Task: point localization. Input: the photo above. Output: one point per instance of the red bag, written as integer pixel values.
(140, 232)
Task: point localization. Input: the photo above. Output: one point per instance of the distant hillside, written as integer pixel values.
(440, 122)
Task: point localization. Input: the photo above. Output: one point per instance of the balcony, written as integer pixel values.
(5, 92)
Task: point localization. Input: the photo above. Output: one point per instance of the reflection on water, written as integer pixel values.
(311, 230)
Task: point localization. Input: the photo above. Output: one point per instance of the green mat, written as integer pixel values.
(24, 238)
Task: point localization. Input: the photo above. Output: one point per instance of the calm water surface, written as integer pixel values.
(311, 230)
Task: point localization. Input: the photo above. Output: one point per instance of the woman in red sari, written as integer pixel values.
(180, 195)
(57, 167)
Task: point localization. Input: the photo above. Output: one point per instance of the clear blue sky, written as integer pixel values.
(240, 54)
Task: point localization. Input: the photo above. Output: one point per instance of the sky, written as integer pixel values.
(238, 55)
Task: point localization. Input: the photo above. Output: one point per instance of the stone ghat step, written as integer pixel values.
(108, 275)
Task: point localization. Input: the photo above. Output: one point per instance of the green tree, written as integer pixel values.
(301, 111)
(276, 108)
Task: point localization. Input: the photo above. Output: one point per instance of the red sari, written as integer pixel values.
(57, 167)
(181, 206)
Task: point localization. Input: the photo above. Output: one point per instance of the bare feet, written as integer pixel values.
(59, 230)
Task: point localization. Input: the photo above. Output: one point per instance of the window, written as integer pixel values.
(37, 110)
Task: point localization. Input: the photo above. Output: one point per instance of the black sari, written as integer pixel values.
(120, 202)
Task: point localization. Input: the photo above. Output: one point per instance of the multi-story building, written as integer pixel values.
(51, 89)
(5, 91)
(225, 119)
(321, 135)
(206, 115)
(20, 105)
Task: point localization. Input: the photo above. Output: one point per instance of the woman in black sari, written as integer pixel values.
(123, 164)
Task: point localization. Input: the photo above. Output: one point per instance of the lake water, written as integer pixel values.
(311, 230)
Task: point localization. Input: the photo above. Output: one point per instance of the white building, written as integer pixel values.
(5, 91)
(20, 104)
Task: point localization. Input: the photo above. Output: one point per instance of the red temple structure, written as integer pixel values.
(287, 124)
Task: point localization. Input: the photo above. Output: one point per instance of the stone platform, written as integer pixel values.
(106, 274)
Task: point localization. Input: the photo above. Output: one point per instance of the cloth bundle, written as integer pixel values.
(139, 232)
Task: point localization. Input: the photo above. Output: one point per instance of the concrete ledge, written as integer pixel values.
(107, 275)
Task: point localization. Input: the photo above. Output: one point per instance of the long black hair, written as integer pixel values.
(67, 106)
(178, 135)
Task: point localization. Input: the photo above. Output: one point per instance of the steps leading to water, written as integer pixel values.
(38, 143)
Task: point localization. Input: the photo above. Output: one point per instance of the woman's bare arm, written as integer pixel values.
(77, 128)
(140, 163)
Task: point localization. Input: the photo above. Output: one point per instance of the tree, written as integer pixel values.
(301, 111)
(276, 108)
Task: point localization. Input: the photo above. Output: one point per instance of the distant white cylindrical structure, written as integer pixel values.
++++++
— What this task involves —
Quote all of the entries verbatim.

— Full answer —
Task: point localization. Input: the photo above. Output: one point per instance of the red bag, written as integer pixel values.
(140, 232)
Task: point localization. Input: the photo above. Output: one point per instance of the distant hillside, written as integer pixel values.
(440, 122)
Task: point localization. Input: the photo above. Output: one point per instance of the balcony, written as integer pixel values.
(5, 92)
Task: point localization. Input: the photo above. Output: one point per instance of the reflection on water, written as integer pixel values.
(311, 230)
Task: point localization. Input: the photo above. Output: one point per instance of the green mat, written as integer pixel values.
(24, 238)
Task: point localization. Input: the photo above. Output: one point per instance of the calm water surface, written as integer pixel values.
(311, 230)
Task: point localization. Input: the photo above. Output: one point per instance of the woman in red sari, written as integer pixel values.
(180, 195)
(57, 167)
Task: point localization. Input: the photo above. Output: one point per instance of the clear blue sky, written as integer pixel values.
(240, 54)
Task: point localization. Input: the photo above. Output: one point per instance of the sky, written as integer pixel values.
(238, 55)
Task: point localization. Input: the photo above. Output: one point per instance of the stone ghat step, written as integer pixel values.
(108, 275)
Task: point localization. Input: the photo above. Output: one point per instance of the green tree, written as integer pixel values.
(301, 111)
(276, 108)
Task: point localization. Input: the photo above. Output: one point per instance of the red sari, written as integer pixel values.
(57, 167)
(181, 206)
Task: point localization. Input: the photo above. Output: one point per instance of the bare feet, written as integer pixel values.
(59, 230)
Task: point localization. Input: the photo above. Output: one point per instance of the window, written as integer pixel values.
(37, 110)
Task: point localization. Input: the photo above. Output: one point per instance of the black sari, written as integer pixel values.
(120, 202)
Task: point localization. Input: the photo above. Output: one point per instance of the multi-story building, written as integer pixel values.
(51, 89)
(5, 91)
(225, 119)
(321, 135)
(206, 115)
(20, 105)
Task: point localization. Input: the photo above. Output: one point per instance of the woman in black sari, written as integer pixel values.
(123, 164)
Task: point localization. Input: the photo above. Output: one point per instance of the lake water, written as integer pixel values.
(311, 230)
Task: point localization. Input: the photo above. Output: one point per instance of the white building, written as integer pixel values.
(5, 91)
(20, 104)
Task: point localization. Input: the photo above. Output: one point per instance of the red temple structure, written as integer pixel values.
(287, 124)
Task: point localization. Input: the photo above. Output: one point per instance of the stone platform, written as integer pixel values.
(106, 274)
Task: point localization. Input: the photo above. Output: one point per instance of the cloth bundle, written as integer pixel values.
(139, 232)
Task: point localization. Input: the photo above. Output: one point per instance of the concrete ledge, written as integer pixel values.
(107, 275)
Task: point localization. Input: the photo above. Output: one point per instance of the long black hair, written as integer pixel values.
(67, 106)
(178, 135)
Task: point localization. Input: the photo above. Output: one point per instance of the steps leading to water, written as integer pixel values.
(38, 143)
Task: point localization. Input: the photo above. Output: one point per instance of the woman's bare arm, written as integer pixel values.
(77, 128)
(140, 163)
Task: point localization. Input: the photo above. Output: one point per instance of the tree, written as integer pixel values.
(301, 111)
(276, 108)
Task: point localization. Input: the photo above. Output: one point per instance of the distant white cylindrical structure, written as integer pixel values.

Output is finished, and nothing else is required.